ABOUT THIS EXERCISE
Give every entry again precisely as it appears.

DATASET ENTRIES section start

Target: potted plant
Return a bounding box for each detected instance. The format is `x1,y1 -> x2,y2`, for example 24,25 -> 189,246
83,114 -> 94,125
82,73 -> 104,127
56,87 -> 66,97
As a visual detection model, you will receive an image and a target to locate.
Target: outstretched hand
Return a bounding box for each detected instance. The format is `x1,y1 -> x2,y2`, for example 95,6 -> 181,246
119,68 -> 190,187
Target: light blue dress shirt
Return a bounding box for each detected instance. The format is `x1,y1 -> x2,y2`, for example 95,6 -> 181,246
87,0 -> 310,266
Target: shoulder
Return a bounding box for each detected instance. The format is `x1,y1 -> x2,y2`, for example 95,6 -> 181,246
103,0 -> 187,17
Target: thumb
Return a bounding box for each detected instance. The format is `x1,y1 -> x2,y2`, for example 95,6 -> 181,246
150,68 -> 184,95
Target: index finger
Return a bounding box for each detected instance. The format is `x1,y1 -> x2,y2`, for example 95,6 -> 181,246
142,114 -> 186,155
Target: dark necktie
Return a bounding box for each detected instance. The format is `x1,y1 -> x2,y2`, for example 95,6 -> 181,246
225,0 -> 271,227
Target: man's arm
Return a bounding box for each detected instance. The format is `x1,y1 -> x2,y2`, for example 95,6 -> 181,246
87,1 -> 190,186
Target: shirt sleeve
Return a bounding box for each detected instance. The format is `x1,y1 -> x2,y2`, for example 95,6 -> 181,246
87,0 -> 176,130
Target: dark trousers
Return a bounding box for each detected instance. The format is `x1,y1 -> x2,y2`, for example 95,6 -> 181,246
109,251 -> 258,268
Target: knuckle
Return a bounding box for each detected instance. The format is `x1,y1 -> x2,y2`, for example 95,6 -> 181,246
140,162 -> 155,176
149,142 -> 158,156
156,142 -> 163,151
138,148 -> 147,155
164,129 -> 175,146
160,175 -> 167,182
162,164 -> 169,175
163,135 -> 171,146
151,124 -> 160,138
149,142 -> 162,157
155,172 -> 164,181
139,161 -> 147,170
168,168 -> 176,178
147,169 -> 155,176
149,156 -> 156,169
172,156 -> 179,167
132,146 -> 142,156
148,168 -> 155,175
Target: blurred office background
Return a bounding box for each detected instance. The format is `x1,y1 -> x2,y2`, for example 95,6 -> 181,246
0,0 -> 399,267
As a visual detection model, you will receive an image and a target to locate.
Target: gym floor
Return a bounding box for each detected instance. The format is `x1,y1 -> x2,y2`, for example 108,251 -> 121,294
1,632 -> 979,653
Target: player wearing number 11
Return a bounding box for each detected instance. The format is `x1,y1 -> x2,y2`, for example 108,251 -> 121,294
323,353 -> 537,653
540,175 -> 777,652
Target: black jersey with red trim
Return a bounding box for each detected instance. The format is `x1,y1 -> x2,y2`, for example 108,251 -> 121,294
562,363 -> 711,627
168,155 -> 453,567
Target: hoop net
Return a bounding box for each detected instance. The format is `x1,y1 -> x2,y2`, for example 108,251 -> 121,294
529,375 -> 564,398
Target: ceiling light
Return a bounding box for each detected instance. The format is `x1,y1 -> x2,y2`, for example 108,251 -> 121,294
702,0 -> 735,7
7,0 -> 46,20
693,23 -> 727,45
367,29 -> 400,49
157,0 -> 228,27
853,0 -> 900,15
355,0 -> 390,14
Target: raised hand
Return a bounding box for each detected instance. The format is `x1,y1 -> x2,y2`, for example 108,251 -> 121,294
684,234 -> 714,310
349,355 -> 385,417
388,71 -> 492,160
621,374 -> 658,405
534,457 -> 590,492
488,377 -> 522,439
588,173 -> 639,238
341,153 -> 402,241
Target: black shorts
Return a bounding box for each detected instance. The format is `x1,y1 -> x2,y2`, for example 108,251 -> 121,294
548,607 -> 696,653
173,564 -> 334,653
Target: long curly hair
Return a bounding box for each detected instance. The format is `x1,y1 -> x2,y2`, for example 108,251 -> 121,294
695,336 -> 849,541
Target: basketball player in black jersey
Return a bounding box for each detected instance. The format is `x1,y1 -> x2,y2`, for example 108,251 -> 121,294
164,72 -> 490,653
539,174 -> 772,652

DATASET ENTRIES section end

RESPONSE FOR THIS EXERCISE
Target: potted plant
Return a bounding box for each detected instance. The format is `x1,y1 -> x2,y2`, for example 24,25 -> 189,246
83,114 -> 94,125
82,73 -> 104,127
56,87 -> 66,97
As a visual detection model, you will receive an image and a target to locate.
Target: outstretched hand
Return a bounding box for each detected instance. The format is `x1,y1 -> x2,y2`, for example 95,6 -> 181,246
119,68 -> 190,187
Target: light blue dress shirt
Return a bounding box for each detected instance. The format is `x1,y1 -> x2,y2`, for example 95,6 -> 181,246
87,0 -> 310,266
Target: shoulder
Return a bounding box for each detected instance. The format is `x1,y1 -> x2,y2`, for example 95,6 -> 181,246
103,0 -> 187,17
Target: thumb
Return a bounding box for each detected instance. The format is `x1,y1 -> x2,y2`, for example 95,6 -> 181,246
150,68 -> 184,95
Target: index finger
Return a bounding box for each detected instance. The format is `x1,y1 -> x2,y2`, for example 95,6 -> 181,246
142,114 -> 186,155
Target: dark necktie
Return a bounding box for each detected instance. The format is `x1,y1 -> x2,y2`, for example 95,6 -> 181,246
225,0 -> 271,227
Target: man's arm
Return a bounding box for each detected instance. The format is `x1,y1 -> x2,y2`, for example 95,6 -> 181,246
87,1 -> 190,186
Target: shirt sleeve
Return a bounding box for each detected instance. The format is `x1,y1 -> x2,y2`, for example 95,6 -> 181,246
87,0 -> 176,130
Target: dark trousers
Return a bounding box for each detected instance. The format is `x1,y1 -> x2,y2`, for example 95,6 -> 181,246
109,251 -> 258,268
Target: knuckle
Return a bounding box for each detected instance. The format is `x1,y1 -> x2,y2`, for example 95,6 -> 181,246
140,162 -> 155,176
149,142 -> 158,156
156,142 -> 163,151
138,148 -> 147,155
164,129 -> 175,146
160,175 -> 167,182
162,164 -> 169,175
163,135 -> 171,146
151,124 -> 160,138
149,142 -> 162,157
155,172 -> 164,181
139,161 -> 147,170
168,168 -> 176,178
147,169 -> 155,176
149,156 -> 156,169
172,156 -> 179,167
132,146 -> 142,156
148,168 -> 155,175
Target: blurred office background
Return a bounding box for each detected instance. The format is `x1,y1 -> x2,y2`, for example 95,6 -> 181,246
0,0 -> 399,267
As a visual detection model, you will receive an image and a target to locate.
Target: gym floor
Return a bounding box for each detected instance. The format is `x1,y1 -> x2,y2`, for example 108,251 -> 121,294
1,632 -> 979,653
Target: player wearing number 11
Return a bounding box for each detected instance. The format is `x1,y1 -> x2,y2`, for example 108,251 -> 121,294
323,353 -> 537,653
540,175 -> 777,652
Target: black jersey with red trim
Return a bounding box for each detected instance. The format is `x1,y1 -> x2,y2`, for example 108,251 -> 121,294
562,363 -> 711,627
168,155 -> 453,567
Target: hoop net
Return a bounding box for each detected instance. The format is `x1,y1 -> x2,y2`, for example 108,251 -> 121,294
529,375 -> 564,398
Target: ceiling light
Return a bounding box for each detected instance. The format is `x1,y1 -> x2,y2`, for example 108,251 -> 121,294
702,0 -> 735,7
7,0 -> 46,20
693,23 -> 727,45
367,29 -> 400,49
157,0 -> 228,27
853,0 -> 900,15
355,0 -> 390,14
Target: raised hand
Return a bounding box for each detected instance. The format is `x1,y1 -> x2,y2`, for example 108,251 -> 121,294
684,234 -> 714,310
349,355 -> 385,417
388,71 -> 492,160
621,374 -> 658,405
534,457 -> 590,492
488,377 -> 522,439
588,173 -> 639,238
341,153 -> 402,241
Target: black shorts
Return a bounding box for each detected instance. The format is `x1,y1 -> x2,y2`, for example 108,251 -> 121,294
548,607 -> 696,653
173,564 -> 334,653
Target: long curly hair
Return a bounding box for each detected instance. The format is `x1,y1 -> x2,y2`, for example 108,251 -> 121,294
695,336 -> 849,541
Target: basketball player in black jersey
Return a bounding box for each detected instance. The format is `x1,y1 -> x2,y2`, for example 108,251 -> 121,294
164,72 -> 490,653
539,174 -> 772,652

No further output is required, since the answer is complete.